* Verilen Bölüm
————

Anayasa Mahkemesinin 2019/17968 Başvuru Numaralı Kararı
Şirketin Vergi Yükümlülüğünün İhlalinden Doğan Vergi ve Cezanın Kanuni Temsilci Adına Tarhı Nedeniyle Mülkiyet Hakkının İhlal Edilmesi
26 Ağustos 2022 Tarihli Resmi Gazete
Sayı: 31935
Anayasa Mahkemesi Başkanlığından:
BİRİNCİ BÖLÜM
KARAR
TEVFİK AYHAN BAŞVURUSU
Başvuru Numarası: 2019/17968
Karar Tarihi: 29/6/2022
ÖZET:
Anayasa Mahkemesi Birinci Bölümü 29/6/2022 tarihinde, Tevfik Ayhan (B. No: 2019/17968) başvurusunda Anayasa’nın 35. maddesinde güvence altına alınan mülkiyet hakkının ihlal edildiğine karar vermiştir.
Olaylar
Başvurucunun 27/6/2012 tarihinden sonraki dönemde yönetim kurulu başkanlığı yaptığı şirkete ait eğitim kurumları, öğrenci yurtları ve dershaneler 667 sayılı Olağanüstü Hâl Kanun Hükmünde Kararnamesi’nin 2. maddesiyle kapatılmış; kapatılan eğitim kurumları, öğrenci yurtları ve dershanelere ait olan taşınırlar ile her türlü mal varlığı, alacak ve haklar, belge ve evrak Hazineye bedelsiz olarak devredilmiştir. 670 sayılı Olağanüstü Hal Kapsamında Alınması Gereken Tedbirler Hakkında Kanun Hükmünde Kararname’nin (670 sayılı KHK) 5. maddesinin (3) numaralı fıkrasıyla, şirketin faaliyetleri sonlandırılarak ticari sicil kaydı resen terkin edilmiş ve bunların devralınan varlıkları dışındaki varlıkları da Hazineye bedelsiz olarak devredilmiş sayılmıştır. Sözü edilen düzenleme uyarınca şirketin tüzel kişiliği de terkin edilmiştir.

————

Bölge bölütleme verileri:

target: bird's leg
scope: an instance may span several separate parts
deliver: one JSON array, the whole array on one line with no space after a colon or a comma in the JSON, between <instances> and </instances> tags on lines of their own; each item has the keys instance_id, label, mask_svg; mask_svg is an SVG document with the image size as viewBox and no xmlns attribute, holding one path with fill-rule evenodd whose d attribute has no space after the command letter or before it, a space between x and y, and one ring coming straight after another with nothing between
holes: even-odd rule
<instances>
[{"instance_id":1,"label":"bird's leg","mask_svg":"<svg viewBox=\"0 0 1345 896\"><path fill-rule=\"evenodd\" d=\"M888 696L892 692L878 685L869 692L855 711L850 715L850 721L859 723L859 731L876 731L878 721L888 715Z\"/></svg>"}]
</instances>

————

* Yönergeler
a – Anayasa Mahkemesi kararında "Anayasa Mahkemesinin 2019/17968" sözlerinden başlayıp aşağıya, "edildiğine karar vermiştir." sözlerine kadar ne varsa hiçbir yerini değiştirmeden aynen yeniden yaz.
b – Yukarıdaki bölge bölütleme verilerinde yer alan bütün girdilerin satırlarını, tek harfini bile değiştirmeden bir kopyasını çıkar.

* Alıştırma Sonuçları
a –
Anayasa Mahkemesinin 2019/17968 Başvuru Numaralı Kararı
Şirketin Vergi Yükümlülüğünün İhlalinden Doğan Vergi ve Cezanın Kanuni Temsilci Adına Tarhı Nedeniyle Mülkiyet Hakkının İhlal Edilmesi
26 Ağustos 2022 Tarihli Resmi Gazete
Sayı: 31935
Anayasa Mahkemesi Başkanlığından:
BİRİNCİ BÖLÜM
KARAR
TEVFİK AYHAN BAŞVURUSU
Başvuru Numarası: 2019/17968
Karar Tarihi: 29/6/2022
ÖZET:
Anayasa Mahkemesi Birinci Bölümü 29/6/2022 tarihinde, Tevfik Ayhan (B. No: 2019/17968) başvurusunda Anayasa’nın 35. maddesinde güvence altına alınan mülkiyet hakkının ihlal edildiğine karar vermiştir.

b –
target: bird's leg
scope: an instance may span several separate parts
deliver: one JSON array, the whole array on one line with no space after a colon or a comma in the JSON, between <instances> and </instances> tags on lines of their own; each item has the keys instance_id, label, mask_svg; mask_svg is an SVG document with the image size as viewBox and no xmlns attribute, holding one path with fill-rule evenodd whose d attribute has no space after the command letter or before it, a space between x and y, and one ring coming straight after another with nothing between
holes: even-odd rule
<instances>
[{"instance_id":1,"label":"bird's leg","mask_svg":"<svg viewBox=\"0 0 1345 896\"><path fill-rule=\"evenodd\" d=\"M888 696L892 692L878 685L869 692L855 711L850 715L850 721L859 723L859 731L876 731L878 721L888 715Z\"/></svg>"}]
</instances>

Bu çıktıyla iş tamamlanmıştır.